Provided information –
* * *
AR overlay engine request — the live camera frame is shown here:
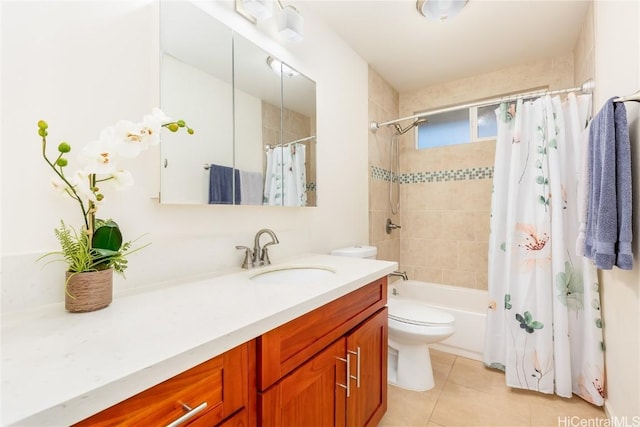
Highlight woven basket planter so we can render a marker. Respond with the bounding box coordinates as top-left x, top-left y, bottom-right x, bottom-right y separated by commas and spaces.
64, 269, 113, 313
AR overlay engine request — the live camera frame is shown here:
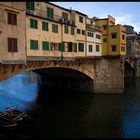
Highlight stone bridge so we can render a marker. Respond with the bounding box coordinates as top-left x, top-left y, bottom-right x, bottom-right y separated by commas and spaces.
0, 57, 124, 93
125, 56, 140, 77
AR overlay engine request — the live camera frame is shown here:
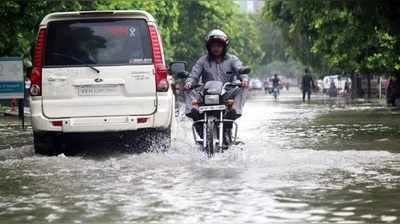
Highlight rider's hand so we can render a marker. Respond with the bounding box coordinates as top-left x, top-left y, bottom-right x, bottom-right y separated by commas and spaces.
184, 82, 192, 90
241, 79, 249, 88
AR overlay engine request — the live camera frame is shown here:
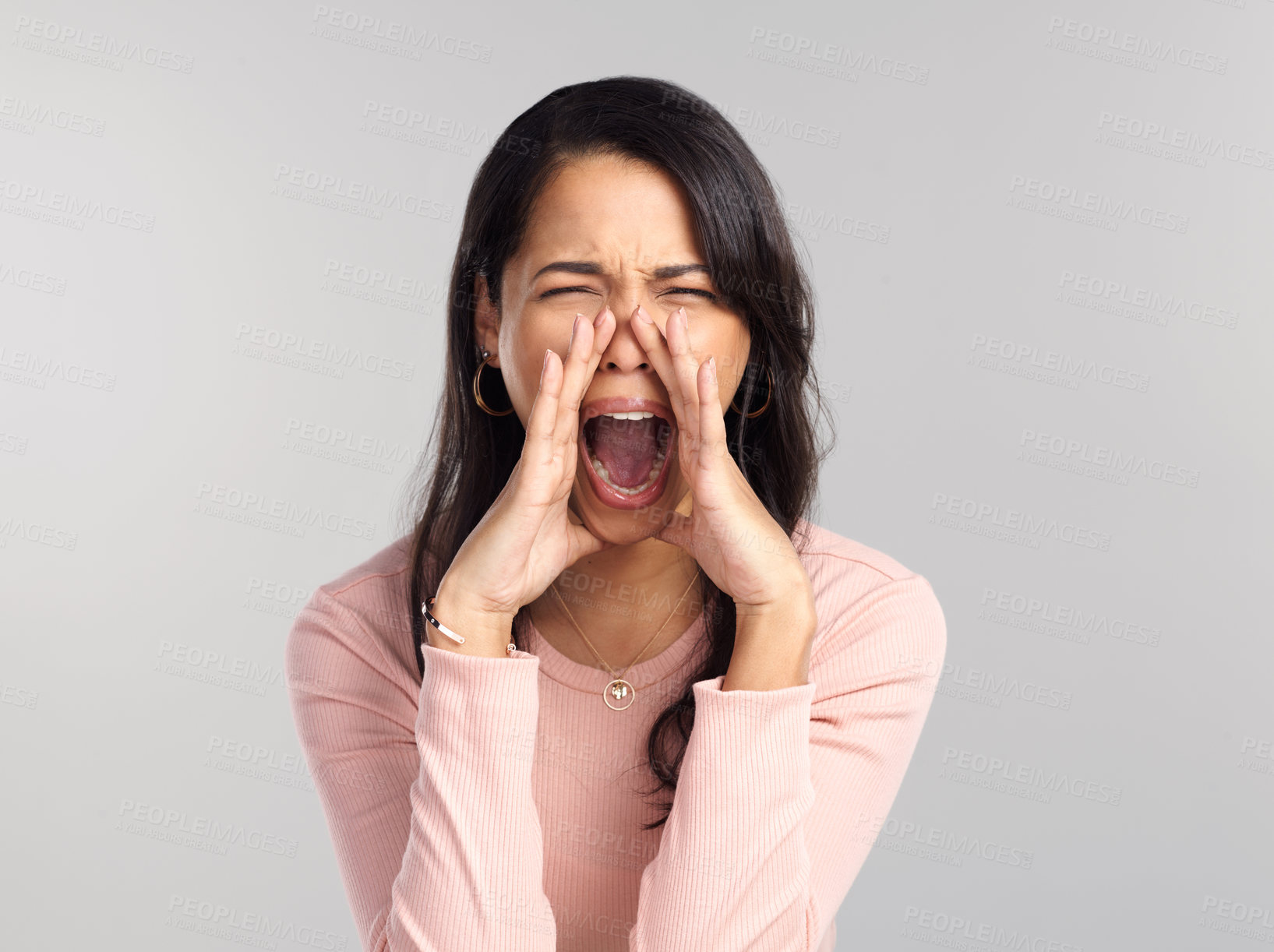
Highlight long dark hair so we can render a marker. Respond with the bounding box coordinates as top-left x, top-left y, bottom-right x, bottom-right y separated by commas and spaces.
397, 76, 835, 830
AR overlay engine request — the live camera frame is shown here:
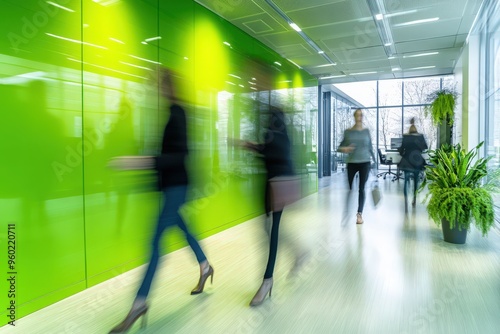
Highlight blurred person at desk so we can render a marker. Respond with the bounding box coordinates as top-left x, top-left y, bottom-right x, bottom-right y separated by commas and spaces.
398, 118, 428, 207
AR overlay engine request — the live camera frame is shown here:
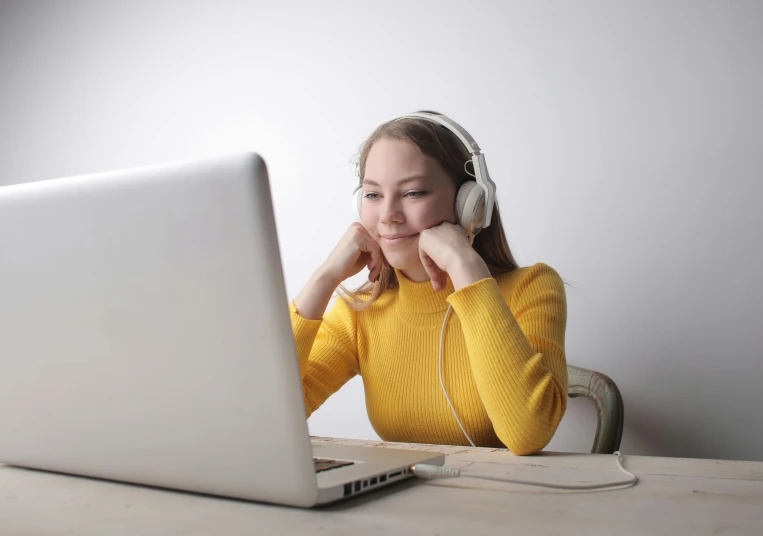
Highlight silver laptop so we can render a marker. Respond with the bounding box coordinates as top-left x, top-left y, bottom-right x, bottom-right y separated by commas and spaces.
0, 153, 444, 507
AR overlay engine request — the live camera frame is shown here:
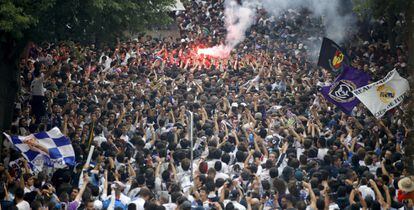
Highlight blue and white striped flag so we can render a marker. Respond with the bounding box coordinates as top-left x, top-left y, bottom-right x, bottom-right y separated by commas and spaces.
3, 127, 75, 171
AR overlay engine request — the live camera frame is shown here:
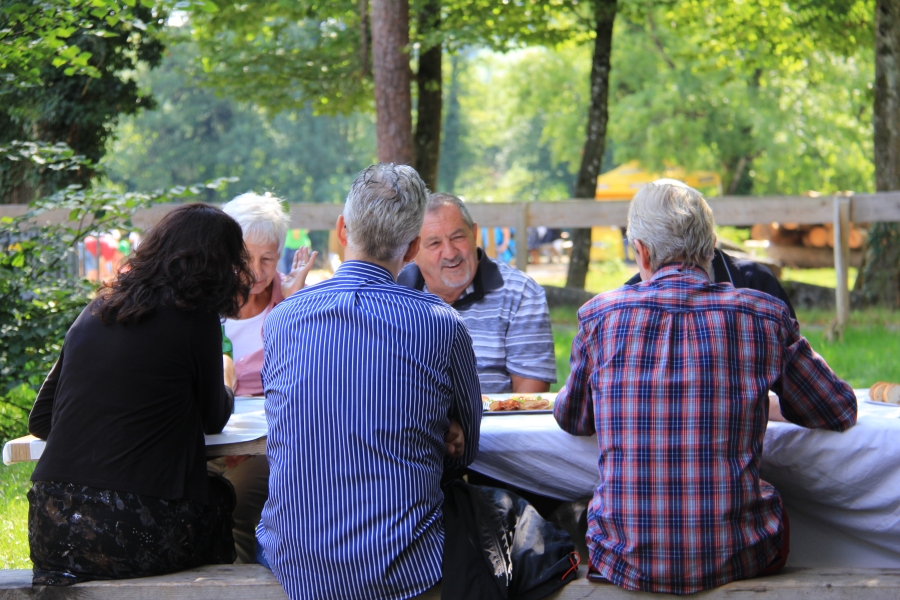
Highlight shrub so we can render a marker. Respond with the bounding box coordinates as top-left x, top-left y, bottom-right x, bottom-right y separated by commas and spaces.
0, 142, 236, 443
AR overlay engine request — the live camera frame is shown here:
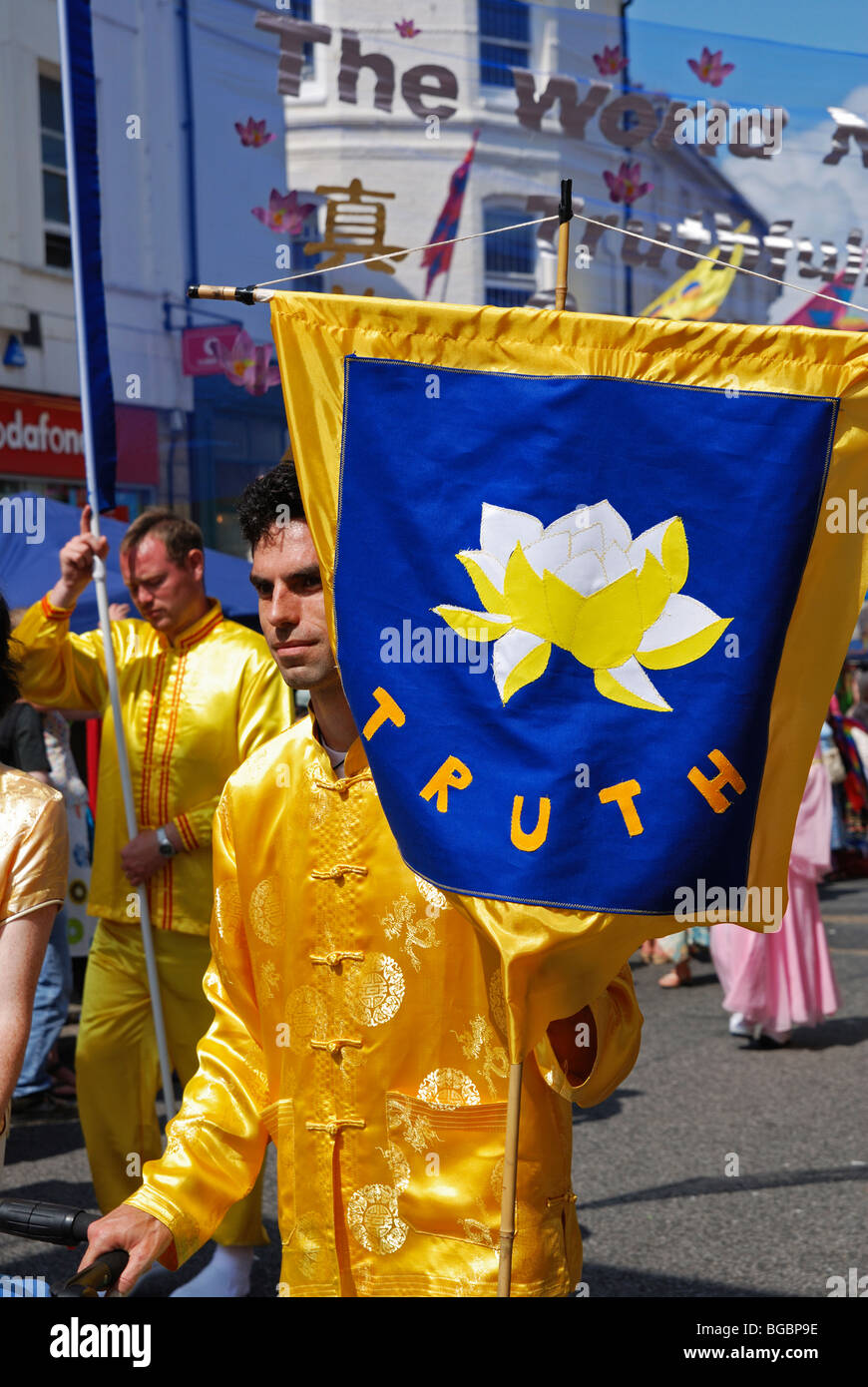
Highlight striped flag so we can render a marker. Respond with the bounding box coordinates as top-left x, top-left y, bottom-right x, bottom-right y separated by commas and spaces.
421, 131, 480, 298
786, 269, 868, 333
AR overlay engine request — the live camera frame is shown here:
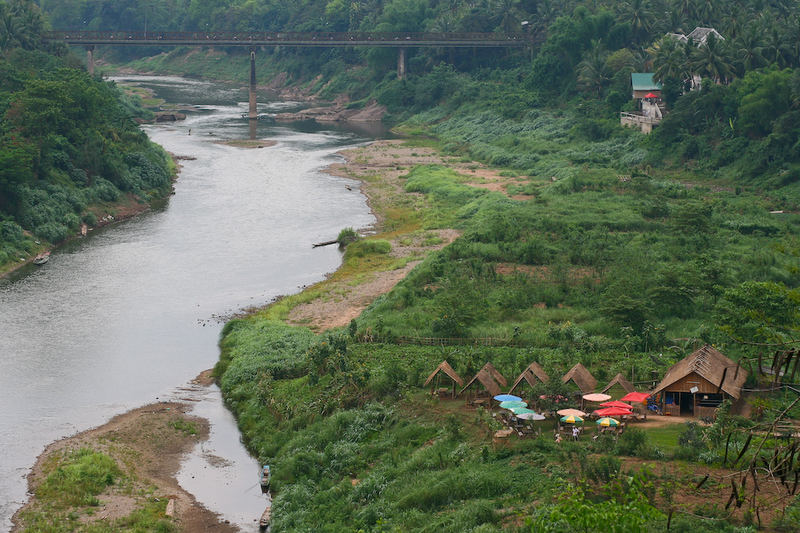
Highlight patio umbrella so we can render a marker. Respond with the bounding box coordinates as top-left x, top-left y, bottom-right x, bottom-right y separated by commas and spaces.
517, 413, 544, 420
494, 394, 522, 402
500, 401, 528, 409
592, 407, 633, 416
556, 409, 586, 416
600, 400, 631, 409
583, 392, 611, 402
620, 392, 650, 403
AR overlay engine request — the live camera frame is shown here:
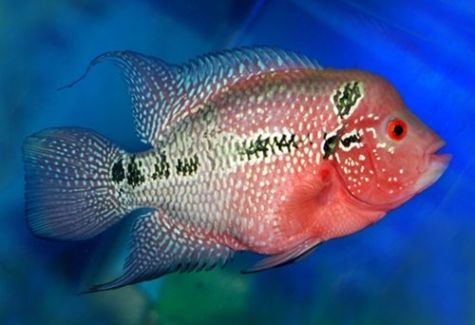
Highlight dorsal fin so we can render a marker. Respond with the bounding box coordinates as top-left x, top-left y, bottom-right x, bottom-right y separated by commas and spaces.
62, 47, 320, 146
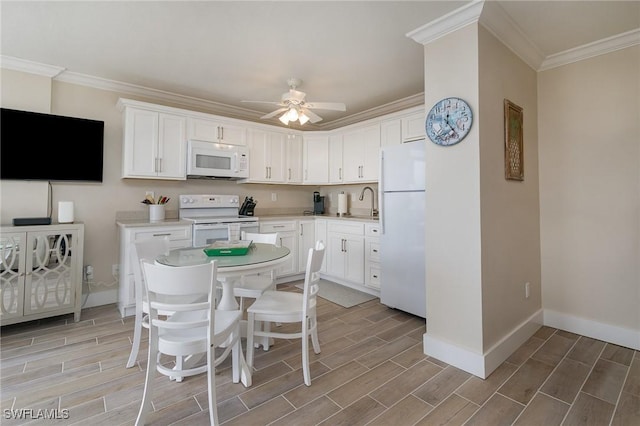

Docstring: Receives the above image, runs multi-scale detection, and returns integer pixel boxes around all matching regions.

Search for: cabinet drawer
[367,264,380,288]
[260,221,297,234]
[328,221,364,235]
[364,223,380,237]
[132,226,191,241]
[367,241,380,262]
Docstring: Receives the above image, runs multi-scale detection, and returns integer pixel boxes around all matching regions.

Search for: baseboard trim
[82,288,118,309]
[423,310,543,379]
[544,309,640,351]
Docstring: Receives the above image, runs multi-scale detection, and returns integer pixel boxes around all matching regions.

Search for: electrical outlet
[84,265,93,281]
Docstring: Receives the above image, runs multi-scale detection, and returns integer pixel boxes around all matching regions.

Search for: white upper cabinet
[285,134,303,184]
[304,134,329,184]
[342,124,380,183]
[329,134,344,183]
[248,129,287,183]
[187,117,247,145]
[122,107,187,180]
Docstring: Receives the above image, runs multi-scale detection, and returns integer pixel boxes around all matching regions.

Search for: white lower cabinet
[0,224,84,325]
[364,223,380,290]
[118,223,192,317]
[298,219,318,273]
[327,221,364,285]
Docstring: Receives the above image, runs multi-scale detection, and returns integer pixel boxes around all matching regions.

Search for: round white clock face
[425,98,473,146]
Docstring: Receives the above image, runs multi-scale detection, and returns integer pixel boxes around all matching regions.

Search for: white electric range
[179,194,260,247]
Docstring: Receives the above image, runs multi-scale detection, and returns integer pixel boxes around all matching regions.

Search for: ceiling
[0,0,640,129]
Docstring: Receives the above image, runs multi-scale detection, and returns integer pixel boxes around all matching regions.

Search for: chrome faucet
[358,186,378,217]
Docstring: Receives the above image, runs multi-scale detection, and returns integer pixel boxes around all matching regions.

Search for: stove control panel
[180,194,240,209]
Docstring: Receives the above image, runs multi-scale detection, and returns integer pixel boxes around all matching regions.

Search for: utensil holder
[149,204,165,222]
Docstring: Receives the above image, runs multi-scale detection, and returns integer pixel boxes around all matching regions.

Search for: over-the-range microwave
[187,140,249,180]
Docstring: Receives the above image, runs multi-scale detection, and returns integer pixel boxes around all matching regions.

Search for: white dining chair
[233,231,278,312]
[136,259,251,425]
[247,241,325,386]
[127,236,170,368]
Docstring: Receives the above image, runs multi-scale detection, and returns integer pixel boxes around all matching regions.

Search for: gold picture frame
[504,99,524,180]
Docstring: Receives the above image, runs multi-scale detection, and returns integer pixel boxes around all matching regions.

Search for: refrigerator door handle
[378,151,384,235]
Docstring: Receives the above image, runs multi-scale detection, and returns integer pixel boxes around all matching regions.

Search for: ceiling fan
[242,77,347,125]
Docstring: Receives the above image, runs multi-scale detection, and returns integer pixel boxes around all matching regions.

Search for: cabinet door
[277,231,298,277]
[285,135,303,183]
[219,123,247,146]
[268,132,287,182]
[122,108,159,177]
[315,219,329,273]
[325,233,346,278]
[304,136,329,184]
[344,235,364,284]
[329,135,344,183]
[342,130,362,182]
[24,230,82,315]
[0,232,26,323]
[157,114,187,179]
[360,125,380,182]
[248,129,269,182]
[298,220,316,272]
[187,117,218,142]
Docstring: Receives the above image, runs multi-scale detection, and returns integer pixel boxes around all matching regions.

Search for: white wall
[538,46,640,349]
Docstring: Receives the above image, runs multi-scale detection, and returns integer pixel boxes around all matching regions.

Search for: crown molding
[538,28,640,71]
[55,71,268,120]
[406,0,484,45]
[0,55,66,78]
[480,1,544,70]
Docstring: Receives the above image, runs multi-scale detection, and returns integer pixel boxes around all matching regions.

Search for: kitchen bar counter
[256,214,379,223]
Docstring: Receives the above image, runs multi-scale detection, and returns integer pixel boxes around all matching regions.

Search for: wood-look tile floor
[0,283,640,426]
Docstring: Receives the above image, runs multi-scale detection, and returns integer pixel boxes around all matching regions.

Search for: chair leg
[246,313,255,371]
[309,316,320,354]
[127,308,143,368]
[302,323,311,386]
[207,345,219,426]
[136,331,158,426]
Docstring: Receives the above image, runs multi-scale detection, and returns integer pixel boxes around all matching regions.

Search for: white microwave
[187,140,249,180]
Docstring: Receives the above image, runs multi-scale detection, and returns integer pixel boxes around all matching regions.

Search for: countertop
[116,214,378,228]
[256,214,379,223]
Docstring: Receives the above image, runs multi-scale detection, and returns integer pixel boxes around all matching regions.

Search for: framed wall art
[504,99,524,180]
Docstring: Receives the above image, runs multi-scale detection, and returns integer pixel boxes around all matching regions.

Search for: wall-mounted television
[0,108,104,182]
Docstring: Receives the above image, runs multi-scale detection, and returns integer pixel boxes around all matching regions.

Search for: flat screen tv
[0,108,104,182]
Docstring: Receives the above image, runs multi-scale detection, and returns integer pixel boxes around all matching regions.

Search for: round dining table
[156,243,291,311]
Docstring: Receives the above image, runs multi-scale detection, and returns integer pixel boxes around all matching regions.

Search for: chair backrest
[130,236,170,306]
[242,231,278,244]
[302,240,325,316]
[141,259,217,336]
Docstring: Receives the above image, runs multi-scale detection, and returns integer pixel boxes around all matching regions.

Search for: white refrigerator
[378,140,427,318]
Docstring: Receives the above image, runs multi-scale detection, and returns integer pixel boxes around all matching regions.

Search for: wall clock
[425,98,473,146]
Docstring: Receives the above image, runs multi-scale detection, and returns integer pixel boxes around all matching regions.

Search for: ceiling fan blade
[260,108,288,120]
[304,102,347,111]
[302,108,322,123]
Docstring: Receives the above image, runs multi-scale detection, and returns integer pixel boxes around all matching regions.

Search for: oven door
[187,140,249,179]
[193,222,260,247]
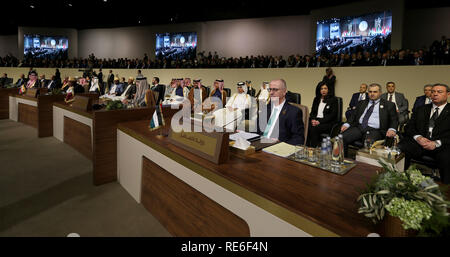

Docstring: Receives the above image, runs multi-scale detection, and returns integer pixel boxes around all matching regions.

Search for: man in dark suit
[399,84,450,184]
[258,79,305,145]
[104,70,114,91]
[46,75,60,91]
[97,69,103,86]
[345,83,369,120]
[381,81,409,125]
[412,84,433,112]
[0,73,8,87]
[40,74,49,88]
[341,83,398,156]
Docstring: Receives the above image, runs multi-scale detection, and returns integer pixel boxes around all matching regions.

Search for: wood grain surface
[17,103,38,128]
[93,107,155,185]
[0,88,19,120]
[64,117,92,160]
[119,120,380,236]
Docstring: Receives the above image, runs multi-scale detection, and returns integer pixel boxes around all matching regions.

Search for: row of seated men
[7,72,450,183]
[163,79,450,184]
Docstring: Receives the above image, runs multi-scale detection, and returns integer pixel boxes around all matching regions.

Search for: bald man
[258,79,305,145]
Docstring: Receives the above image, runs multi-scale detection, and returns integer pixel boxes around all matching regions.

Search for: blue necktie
[361,101,375,129]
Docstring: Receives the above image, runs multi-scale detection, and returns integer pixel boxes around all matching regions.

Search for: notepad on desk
[262,142,295,158]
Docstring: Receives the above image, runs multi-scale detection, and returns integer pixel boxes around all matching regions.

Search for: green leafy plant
[106,100,125,110]
[357,160,450,236]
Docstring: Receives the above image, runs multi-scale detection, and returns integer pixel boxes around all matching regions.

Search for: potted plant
[357,160,450,236]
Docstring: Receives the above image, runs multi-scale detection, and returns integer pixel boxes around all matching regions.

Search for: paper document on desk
[262,142,295,158]
[230,131,259,141]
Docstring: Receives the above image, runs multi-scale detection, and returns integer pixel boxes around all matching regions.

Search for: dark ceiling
[0,0,450,35]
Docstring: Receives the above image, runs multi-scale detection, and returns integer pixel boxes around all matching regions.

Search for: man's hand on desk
[416,136,436,151]
[416,136,431,147]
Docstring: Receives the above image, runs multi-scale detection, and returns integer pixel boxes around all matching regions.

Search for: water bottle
[319,141,328,169]
[338,134,344,164]
[327,137,333,155]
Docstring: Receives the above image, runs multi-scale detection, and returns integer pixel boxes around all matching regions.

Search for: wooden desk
[117,120,379,236]
[9,95,64,137]
[0,88,19,120]
[53,102,94,160]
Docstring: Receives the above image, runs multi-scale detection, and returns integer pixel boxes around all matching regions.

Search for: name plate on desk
[72,95,92,112]
[169,130,229,164]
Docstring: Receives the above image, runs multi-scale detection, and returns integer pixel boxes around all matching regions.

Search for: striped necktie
[263,108,278,137]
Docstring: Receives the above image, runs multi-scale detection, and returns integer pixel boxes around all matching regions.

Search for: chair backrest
[289,103,309,143]
[286,91,302,104]
[223,88,231,97]
[336,97,344,123]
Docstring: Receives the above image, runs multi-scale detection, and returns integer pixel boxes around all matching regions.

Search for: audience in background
[399,84,450,184]
[307,81,338,147]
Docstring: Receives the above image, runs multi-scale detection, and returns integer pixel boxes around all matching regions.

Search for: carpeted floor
[0,120,170,237]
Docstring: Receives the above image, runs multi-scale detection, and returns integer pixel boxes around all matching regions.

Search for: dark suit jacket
[381,92,408,114]
[309,96,338,124]
[16,78,26,87]
[188,87,208,108]
[412,95,427,112]
[258,101,305,145]
[152,84,166,103]
[405,104,450,147]
[45,80,58,90]
[347,99,398,134]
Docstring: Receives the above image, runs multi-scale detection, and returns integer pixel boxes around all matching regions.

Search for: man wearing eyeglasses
[258,79,305,145]
[399,84,450,184]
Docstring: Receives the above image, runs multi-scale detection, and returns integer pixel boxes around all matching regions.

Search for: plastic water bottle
[327,137,333,155]
[319,141,328,169]
[364,131,372,151]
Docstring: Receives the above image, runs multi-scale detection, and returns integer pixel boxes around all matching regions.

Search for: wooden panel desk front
* * *
Aim –
Output the lines from the start through the line holding "0, 153, 444, 507", inclusive, as a two-column CSV with the headers text and answer. Each row should pair one text with the answer that follows it, with every field quoted, line breaks turned into spaces, and the pictures left out.

Output for this task –
text,answer
"AR overlay engine request — the live camera frame is shown here: Highlight woven basket planter so we can render a marker. Respond with the bounding box coordinates as top-left x, top-left y, bottom-right x, bottom-right y separated by commas and spaces.","64, 269, 113, 313"
"AR overlay engine request — the live camera frame is shown here: Highlight stone bridge so we can render a marker. Respond with the bounding box coordinates as top-left x, top-left y, bottom-right x, bottom-right y separated by commas and spaces.","0, 57, 124, 93 125, 56, 140, 77"
"AR overlay engine request — the live camera frame is shown here: Highlight rider's hand so we can render a marker. Respond with the bounding box coordinates as top-left x, top-left y, bottom-right x, bottom-right y separated by commas and spaces.","184, 82, 192, 90 241, 79, 249, 88"
"AR overlay engine request — the live camera frame is shown here: Highlight long dark hair so we can render a marker. Respond with the bounding box coordinates as top-left x, top-left y, bottom-right x, bottom-right y separated by commas and spaces.","397, 76, 835, 830"
"AR overlay engine request — the live camera frame is shown here: Highlight blurred person at desk so we can render a marker. Respond with the bounding box coordinates as top-left x, top-left y, bottom-right x, bottom-right y separated by commas and spaces.","398, 118, 428, 207"
"AR overlay engine request — the live camera frame is shown here: Highlight silver laptop so we can render a marker. Respond with the bounding box coordinates as top-left x, top-left y, bottom-right x, bottom-right y separated by commas and spaces.","0, 153, 444, 507"